===== GIVEN INFORMATION

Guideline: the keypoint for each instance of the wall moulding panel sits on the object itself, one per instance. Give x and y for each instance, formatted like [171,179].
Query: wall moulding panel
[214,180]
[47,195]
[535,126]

==========

GIVEN PROBLEM >> Copy out every row above word for word, changing nothing.

WRITTEN REPLY >>
Guideline: the keypoint for each instance of the wall moulding panel sits on the object itself, one per instance. Give x and y for each instance, formatted like [171,179].
Query: wall moulding panel
[214,180]
[47,195]
[535,126]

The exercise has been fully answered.